-- EXTRACT PROVIDED --
----
The program runs many initializations of the dynamic array to average over fluctuations due to other programs running on the machine.

We run this program many times:

for n in {1..100}; do ./a.out 1; done | awk '{print "1 "$1}' | xclip

To deal with differences in the program's start-up and the machine's memory-state due to other programs running.

On my Intel(R) Core(TM) i5 CPU M480 @ 2.67GHz with a 32K L1 cache, 256K L2 cache, and 3072K L3 cache, the result is this:

Note that the increase in time for small arrays is sublinear (when combined with the later behavior on larger arrays) through about 1000 elements. This is not O(N) behavior. After this, adding 10x more elements leads to about 10x more time consumed. This is O(N) behavior.

Trying the same test on my Intel(R) Xeon(R) CPU E5-2680 v3 @ 2.50GHz with a 32K L1 cache, 256K L2 cache, and 30720K L3 cache yielded very similar results:

Bottom Line

Array initialization is in O(N) since it grows with the number of elements. However, in practice, due to caching, the cost does not rise linearly. Therefore, an "O(1)" command may take the same time as an "O(N)" command, depending on the magnitude of N.

Answer 2

No, there is not, not in c++, nor in c, not in any language or CPU I know of. But it can be done with 1 line of code.

in C: for a array of char:

char a[N];
memset(a, '1', N);  // only works for data 1 byte long

in C++

std::vector<T> v;
std::fill(v.begin(), v.end(), value);

Answer 3

There is no way to initialize an array in less than O(n) time, by the very definition of big-O. CPU needs to fill the array of n elements with n zeros.

When you declare an array bool a[10] = {false} in a static or global context, CPU still spends O(n) time filling it with zeros, but it happens at the time the program is loaded. Similarly, declaring this array in the automatic context (local array variable) results in CPU cycles being spent upon entering the function where the array is declared.

Finally, you can value-initialize a dynamically allocated array using this syntax:

int *array = new int[ARRAY_SIZE](); // Note the parentheses

Again, this is done in O(n) time upon allocation.

Answer 4

define: tells the compiler there is an array type char and size 100 but not created yet Compiler takes note but not reserving memory space char a[100];

initialize: tells the ompiler there is an array and reserves space of 100 bytes for the array char b[100] = {}; or char b[100] = {0}; the value of each element is undefined, not initialized but available for use.
----
-- DATA SECTION --
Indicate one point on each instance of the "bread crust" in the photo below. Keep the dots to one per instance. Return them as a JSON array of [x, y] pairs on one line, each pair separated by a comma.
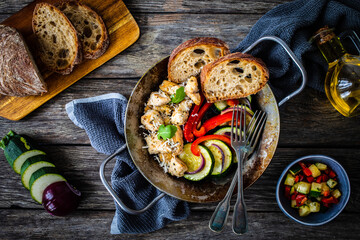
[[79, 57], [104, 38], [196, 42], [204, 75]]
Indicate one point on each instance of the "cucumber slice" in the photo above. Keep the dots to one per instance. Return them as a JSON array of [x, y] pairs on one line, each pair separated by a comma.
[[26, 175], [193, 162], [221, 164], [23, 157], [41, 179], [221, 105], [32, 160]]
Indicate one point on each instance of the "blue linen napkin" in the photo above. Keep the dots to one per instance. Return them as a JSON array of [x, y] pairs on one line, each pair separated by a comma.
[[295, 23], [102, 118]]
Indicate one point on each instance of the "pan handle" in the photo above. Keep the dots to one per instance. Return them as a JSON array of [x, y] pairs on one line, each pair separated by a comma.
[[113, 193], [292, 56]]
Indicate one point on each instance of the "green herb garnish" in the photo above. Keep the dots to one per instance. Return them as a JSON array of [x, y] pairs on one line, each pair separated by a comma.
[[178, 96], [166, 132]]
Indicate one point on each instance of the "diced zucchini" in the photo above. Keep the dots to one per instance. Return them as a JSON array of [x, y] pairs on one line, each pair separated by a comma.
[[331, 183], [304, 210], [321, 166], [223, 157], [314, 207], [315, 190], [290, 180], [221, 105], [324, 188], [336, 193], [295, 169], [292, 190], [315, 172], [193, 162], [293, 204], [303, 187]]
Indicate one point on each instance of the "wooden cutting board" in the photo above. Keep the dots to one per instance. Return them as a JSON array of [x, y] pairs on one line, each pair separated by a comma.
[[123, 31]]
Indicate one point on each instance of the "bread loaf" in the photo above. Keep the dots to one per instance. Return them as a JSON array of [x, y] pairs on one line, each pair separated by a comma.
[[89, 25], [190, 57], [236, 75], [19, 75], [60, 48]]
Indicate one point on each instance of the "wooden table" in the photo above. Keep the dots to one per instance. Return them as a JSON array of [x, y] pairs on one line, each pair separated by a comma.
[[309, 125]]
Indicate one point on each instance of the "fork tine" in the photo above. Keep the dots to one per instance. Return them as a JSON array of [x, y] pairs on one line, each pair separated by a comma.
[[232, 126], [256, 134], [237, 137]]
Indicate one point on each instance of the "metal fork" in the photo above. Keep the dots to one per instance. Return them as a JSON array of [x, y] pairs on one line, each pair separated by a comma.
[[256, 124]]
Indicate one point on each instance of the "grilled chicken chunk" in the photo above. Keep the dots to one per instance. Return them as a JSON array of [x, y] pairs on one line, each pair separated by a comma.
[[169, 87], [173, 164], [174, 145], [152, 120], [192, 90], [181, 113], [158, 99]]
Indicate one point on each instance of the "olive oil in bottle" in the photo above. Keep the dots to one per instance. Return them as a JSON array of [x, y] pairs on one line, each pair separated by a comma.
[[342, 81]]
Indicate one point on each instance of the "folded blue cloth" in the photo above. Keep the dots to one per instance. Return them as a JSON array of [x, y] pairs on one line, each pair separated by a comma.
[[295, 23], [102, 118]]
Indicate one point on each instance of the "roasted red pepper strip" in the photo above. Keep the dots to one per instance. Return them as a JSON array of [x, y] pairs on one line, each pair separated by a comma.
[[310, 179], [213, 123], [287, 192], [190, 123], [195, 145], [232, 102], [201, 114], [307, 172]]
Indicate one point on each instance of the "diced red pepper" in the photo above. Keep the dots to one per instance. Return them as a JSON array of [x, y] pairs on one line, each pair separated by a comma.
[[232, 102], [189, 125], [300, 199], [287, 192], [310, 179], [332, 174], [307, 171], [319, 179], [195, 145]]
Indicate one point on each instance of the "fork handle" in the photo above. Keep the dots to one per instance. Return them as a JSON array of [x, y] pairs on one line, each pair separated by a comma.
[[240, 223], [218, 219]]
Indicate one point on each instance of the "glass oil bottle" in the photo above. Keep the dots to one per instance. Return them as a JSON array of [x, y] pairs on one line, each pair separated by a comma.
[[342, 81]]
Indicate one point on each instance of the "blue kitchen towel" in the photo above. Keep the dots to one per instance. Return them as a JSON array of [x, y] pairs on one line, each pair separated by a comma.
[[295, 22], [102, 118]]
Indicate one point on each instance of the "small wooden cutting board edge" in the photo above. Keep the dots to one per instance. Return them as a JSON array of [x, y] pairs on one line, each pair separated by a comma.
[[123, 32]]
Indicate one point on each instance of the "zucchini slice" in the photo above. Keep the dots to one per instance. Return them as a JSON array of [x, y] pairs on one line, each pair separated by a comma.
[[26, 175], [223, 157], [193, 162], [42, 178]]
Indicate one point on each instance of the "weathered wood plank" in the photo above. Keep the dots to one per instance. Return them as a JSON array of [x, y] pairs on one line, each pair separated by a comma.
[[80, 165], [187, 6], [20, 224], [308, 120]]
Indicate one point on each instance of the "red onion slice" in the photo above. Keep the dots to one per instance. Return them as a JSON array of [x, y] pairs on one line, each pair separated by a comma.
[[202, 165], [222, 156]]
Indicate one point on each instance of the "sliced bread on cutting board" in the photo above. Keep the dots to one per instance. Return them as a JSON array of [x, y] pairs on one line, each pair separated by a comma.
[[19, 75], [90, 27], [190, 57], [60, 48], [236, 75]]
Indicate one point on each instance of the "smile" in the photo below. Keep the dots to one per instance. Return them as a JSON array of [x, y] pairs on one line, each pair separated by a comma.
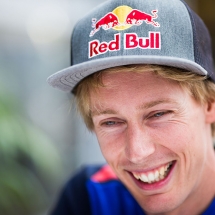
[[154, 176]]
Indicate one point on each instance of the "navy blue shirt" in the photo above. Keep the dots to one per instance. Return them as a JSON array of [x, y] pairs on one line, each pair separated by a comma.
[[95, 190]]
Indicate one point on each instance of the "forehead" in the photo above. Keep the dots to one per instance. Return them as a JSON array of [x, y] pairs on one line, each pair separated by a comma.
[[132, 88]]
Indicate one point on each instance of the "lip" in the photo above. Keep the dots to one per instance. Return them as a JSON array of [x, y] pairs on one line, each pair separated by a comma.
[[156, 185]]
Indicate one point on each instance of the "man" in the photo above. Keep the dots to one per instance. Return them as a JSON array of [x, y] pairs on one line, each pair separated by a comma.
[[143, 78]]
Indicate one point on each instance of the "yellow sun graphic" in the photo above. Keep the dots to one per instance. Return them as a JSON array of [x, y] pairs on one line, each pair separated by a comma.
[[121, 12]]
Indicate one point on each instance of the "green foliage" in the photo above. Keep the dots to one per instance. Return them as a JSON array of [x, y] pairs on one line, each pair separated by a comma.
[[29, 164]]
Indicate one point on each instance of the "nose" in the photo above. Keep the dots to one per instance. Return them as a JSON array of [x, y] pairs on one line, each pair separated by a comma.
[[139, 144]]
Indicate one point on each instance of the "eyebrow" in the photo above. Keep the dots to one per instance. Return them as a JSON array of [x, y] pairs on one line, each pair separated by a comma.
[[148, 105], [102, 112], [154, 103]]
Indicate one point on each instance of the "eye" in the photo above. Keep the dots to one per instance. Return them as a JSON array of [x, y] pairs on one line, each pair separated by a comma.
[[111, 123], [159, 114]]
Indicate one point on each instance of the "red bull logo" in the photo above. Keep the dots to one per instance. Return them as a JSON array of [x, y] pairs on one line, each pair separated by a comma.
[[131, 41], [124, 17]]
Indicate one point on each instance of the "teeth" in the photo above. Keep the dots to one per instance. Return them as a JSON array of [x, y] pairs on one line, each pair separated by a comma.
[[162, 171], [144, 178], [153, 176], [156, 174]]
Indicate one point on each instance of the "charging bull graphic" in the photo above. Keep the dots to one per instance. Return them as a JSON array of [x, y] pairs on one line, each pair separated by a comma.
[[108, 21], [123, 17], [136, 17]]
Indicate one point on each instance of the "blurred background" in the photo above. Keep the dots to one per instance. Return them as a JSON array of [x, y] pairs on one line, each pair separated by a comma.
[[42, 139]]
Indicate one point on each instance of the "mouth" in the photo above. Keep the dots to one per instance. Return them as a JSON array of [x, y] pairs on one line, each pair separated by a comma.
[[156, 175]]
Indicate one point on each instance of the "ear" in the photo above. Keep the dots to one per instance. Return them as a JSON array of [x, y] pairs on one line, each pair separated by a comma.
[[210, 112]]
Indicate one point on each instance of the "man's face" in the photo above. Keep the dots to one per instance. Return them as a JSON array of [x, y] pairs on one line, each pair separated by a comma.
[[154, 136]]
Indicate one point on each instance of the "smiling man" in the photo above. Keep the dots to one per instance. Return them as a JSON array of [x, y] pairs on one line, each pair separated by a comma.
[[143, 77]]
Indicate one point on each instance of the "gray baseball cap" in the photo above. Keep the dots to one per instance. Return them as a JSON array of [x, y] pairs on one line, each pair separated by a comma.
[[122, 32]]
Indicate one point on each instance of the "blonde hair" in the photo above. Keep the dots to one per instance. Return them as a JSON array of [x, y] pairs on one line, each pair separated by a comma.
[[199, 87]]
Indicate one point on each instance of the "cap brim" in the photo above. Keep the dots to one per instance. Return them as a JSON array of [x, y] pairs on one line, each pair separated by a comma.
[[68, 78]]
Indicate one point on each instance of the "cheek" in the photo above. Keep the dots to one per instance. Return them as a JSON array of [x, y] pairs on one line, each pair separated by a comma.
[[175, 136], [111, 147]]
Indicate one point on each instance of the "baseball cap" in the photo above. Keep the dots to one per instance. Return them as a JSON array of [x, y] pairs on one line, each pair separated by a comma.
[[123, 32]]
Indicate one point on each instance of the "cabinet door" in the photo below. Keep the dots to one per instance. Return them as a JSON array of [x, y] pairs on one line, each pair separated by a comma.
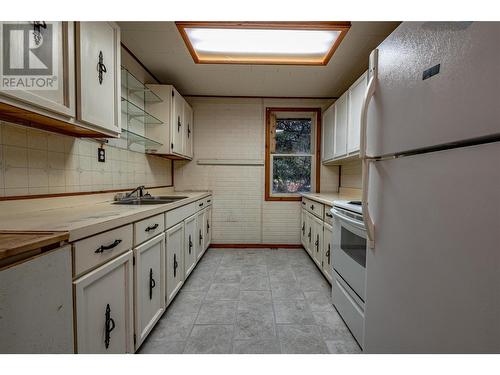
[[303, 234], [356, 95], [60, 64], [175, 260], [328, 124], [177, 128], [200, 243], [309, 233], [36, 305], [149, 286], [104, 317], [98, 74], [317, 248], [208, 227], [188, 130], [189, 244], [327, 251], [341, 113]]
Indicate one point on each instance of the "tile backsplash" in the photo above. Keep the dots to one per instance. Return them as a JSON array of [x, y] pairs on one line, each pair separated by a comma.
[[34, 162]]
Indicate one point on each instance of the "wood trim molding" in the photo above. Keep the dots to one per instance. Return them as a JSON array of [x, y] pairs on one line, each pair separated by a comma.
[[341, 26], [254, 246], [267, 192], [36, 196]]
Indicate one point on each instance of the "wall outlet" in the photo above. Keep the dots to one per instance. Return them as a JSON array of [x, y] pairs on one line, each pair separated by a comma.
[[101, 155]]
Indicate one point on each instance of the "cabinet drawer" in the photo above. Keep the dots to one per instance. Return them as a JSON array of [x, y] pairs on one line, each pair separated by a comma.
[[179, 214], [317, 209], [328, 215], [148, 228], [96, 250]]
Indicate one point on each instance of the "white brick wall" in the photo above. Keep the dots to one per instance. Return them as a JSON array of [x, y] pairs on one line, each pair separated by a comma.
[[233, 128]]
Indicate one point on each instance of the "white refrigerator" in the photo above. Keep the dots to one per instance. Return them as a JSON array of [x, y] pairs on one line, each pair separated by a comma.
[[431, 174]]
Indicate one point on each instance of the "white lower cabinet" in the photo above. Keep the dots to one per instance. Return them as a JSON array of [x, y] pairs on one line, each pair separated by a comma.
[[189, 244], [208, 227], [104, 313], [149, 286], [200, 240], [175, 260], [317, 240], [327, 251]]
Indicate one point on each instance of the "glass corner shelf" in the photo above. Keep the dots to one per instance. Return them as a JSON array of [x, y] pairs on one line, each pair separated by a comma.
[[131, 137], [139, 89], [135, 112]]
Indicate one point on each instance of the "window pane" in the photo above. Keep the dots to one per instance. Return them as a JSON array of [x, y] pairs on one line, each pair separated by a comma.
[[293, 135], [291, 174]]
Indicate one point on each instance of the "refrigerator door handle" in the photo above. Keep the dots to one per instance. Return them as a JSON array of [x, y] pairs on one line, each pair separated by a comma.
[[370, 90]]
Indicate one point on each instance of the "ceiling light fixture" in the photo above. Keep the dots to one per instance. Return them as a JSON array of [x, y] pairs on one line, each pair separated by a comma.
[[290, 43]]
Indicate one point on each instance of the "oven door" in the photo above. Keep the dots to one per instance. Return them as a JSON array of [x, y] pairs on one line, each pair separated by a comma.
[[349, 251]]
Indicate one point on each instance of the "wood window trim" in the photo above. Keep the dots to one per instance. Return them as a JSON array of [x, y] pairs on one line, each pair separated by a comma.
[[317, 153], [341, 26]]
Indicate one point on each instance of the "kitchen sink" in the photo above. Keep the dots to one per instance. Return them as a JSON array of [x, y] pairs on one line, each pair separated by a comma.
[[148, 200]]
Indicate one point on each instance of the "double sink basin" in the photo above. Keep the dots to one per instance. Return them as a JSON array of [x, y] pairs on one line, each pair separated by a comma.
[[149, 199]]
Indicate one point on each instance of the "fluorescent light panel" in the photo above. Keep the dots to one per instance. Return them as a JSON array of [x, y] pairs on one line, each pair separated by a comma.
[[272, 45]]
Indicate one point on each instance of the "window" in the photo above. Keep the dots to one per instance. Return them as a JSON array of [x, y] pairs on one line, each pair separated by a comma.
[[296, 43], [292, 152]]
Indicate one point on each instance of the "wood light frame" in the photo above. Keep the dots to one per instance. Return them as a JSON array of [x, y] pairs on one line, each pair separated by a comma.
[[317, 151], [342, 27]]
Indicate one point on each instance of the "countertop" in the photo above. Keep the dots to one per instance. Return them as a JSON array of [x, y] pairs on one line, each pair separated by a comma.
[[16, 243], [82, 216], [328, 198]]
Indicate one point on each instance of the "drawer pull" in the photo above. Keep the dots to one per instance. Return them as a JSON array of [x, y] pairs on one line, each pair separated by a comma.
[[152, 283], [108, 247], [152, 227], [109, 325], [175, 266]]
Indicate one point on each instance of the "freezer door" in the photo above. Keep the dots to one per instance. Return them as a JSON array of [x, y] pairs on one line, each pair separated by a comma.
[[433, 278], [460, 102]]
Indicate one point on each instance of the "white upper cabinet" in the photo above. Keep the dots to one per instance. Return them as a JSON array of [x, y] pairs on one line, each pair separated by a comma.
----
-- WHAT YOU NEED TO DO --
a) Decide whether each statement agrees with the text on array initialization, answering yes or no and quoting the words of the text that decide it: (i) the Xeon machine gave results quite different from those of the i5 machine; (ii) Answer 3 says a static or global array is filled with zeros when the program is loaded; (iii) Answer 2 says memset works for data of any size.
b) Summarize the text on array initialization in two sentences.
c) Revise the text on array initialization starting with "Note that the" and going on through "line of code.", putting "cache effects" in place of "caching".
The data is separate material and is independent of the text on array initialization.

-- TASK-BY-TASK SOLUTIONS --
a)
(i) No: "yielded very similar results"
(ii) Yes: "but it happens at the time the program is loaded"
(iii) No: "only works for data 1 byte long"

b) Timing runs on two Intel machines show initialization time rising sublinearly up to about 1000 elements and linearly after that, so although array initialization is O(N), caching keeps its cost from rising linearly in practice. The later answers hold that an array cannot be initialized in less than O(n) time, though it can be done in one line of code, with static or global arrays filled when the program is loaded and local ones when the function is entered.

c)
Note that the increase in time for small arrays is sublinear (when combined with the later behavior on larger arrays) through about 1000 elements. This is not O(N) behavior. After this, adding 10x more elements leads to about 10x more time consumed. This is O(N) behavior.

Trying the same test on my Intel(R) Xeon(R) CPU E5-2680 v3 @ 2.50GHz with a 32K L1 cache, 256K L2 cache, and 30720K L3 cache yielded very similar results:

Bottom Line

Array initialization is in O(N) since it grows with the number of elements. However, in practice, due to cache effects, the cost does not rise linearly. Therefore, an "O(1)" command may take the same time as an "O(N)" command, depending on the magnitude of N.

Answer 2

No, there is not, not in c++, nor in c, not in any language or CPU I know of. But it can be done with 1 line of code.